§ **ROWS**
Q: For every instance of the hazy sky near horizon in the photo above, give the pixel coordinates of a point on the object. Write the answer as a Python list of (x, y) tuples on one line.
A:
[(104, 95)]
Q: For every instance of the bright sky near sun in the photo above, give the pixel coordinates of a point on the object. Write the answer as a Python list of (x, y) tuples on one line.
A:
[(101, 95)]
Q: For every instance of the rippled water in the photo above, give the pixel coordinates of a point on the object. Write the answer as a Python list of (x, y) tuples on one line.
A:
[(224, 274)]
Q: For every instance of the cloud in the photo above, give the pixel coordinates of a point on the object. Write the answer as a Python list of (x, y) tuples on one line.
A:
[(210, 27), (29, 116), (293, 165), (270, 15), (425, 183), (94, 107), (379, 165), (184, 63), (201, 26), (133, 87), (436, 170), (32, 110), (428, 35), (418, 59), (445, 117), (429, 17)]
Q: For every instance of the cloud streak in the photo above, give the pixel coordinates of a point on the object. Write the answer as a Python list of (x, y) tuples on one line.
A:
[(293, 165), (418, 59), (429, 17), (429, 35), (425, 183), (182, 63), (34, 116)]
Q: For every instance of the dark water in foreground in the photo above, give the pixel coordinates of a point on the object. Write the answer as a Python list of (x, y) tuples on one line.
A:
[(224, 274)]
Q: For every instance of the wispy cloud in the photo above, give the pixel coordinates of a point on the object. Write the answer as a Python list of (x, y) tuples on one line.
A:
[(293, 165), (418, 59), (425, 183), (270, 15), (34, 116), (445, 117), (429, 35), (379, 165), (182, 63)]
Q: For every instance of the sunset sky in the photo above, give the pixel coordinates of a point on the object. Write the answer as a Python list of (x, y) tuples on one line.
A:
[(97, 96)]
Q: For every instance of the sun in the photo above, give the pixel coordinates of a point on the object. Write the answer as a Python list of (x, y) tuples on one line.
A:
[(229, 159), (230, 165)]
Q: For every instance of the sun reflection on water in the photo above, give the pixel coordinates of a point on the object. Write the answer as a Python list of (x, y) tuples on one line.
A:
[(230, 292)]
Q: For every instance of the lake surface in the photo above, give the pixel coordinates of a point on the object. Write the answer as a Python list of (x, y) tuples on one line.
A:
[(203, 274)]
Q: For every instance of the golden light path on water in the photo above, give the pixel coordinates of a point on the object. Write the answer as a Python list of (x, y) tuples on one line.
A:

§ **EXERCISE AIM**
Rewrite all of the records with every occurrence of "tuples" switched to "pairs". Leave everything else unchanged.

§ **COMPLETE ANSWER**
Q: For every instance of the hazy sky near horizon in the photo above, give the pixel coordinates of a point on the object. Write the answer as a Python list of (x, y) pairs on one line.
A:
[(104, 95)]
Q: For every instance of the bright sky near sun in the photo above, give the pixel coordinates of a point on the object. Write the answer as a Python list of (x, y) pairs on one line.
A:
[(101, 95)]
Q: For every instance of the rippled water in the photo above, give the pixel coordinates of a point on the object. Write the answer as a Python list of (x, y) pairs on one line.
A:
[(224, 274)]
Q: For every instance of the cloud in the photo above, give the pixel coordinates of a point on the object. Write the answer as a Python list of (x, y) pairs on one line.
A:
[(210, 27), (29, 116), (293, 165), (270, 15), (425, 183), (94, 107), (379, 165), (184, 63), (201, 26), (133, 87), (436, 170), (32, 110), (428, 35), (418, 59), (445, 117), (429, 17)]
Q: For every instance of the cloud streak in the photo above, give the pixel coordinates of a point on the object. Write the answer as a Python list of (x, y) pairs on one line.
A:
[(293, 165), (418, 59), (429, 17), (429, 35), (425, 183), (182, 63), (34, 116)]
Q: For every instance of the dark water in foreground in the photo above, give the pixel coordinates of a point on the object. Write the answer as a Python list of (x, y) pairs on one line.
A:
[(224, 274)]
Q: For every instance of the wispy cloud in the photo above, give the pixel coordinates of a point on the object. Write the answer as a Python list of (x, y) pairs on one line.
A:
[(293, 165), (418, 59), (425, 183), (270, 15), (34, 116), (445, 117), (429, 35), (379, 165), (182, 63)]
Q: For every instance of the sunset sky in the photo above, give the pixel coordinates of a point on the object. Write the answer as a Python list of (x, y) pairs on one line.
A:
[(97, 96)]
Q: For every instance of the sun in the photo above, give the pixel coordinates of a point on the object. Write the answer as a Python list of (x, y) pairs on one line.
A:
[(229, 159), (230, 165)]
Q: For every instance of the sun reflection on water in the photo above, give the pixel coordinates of a point on the object. Write the answer as a Python list of (x, y) pairs on one line.
A:
[(230, 292)]
Q: For every instance of the lake surface in the photo above, give the pixel coordinates of a point on the object. Write the answer as a Python list of (x, y) pairs on one line.
A:
[(203, 274)]
Q: For every instance of the golden light path on water in the photo above, give the pixel coordinates of a point on the object. Write the answer as a Python list of (x, y) pairs on one line.
A:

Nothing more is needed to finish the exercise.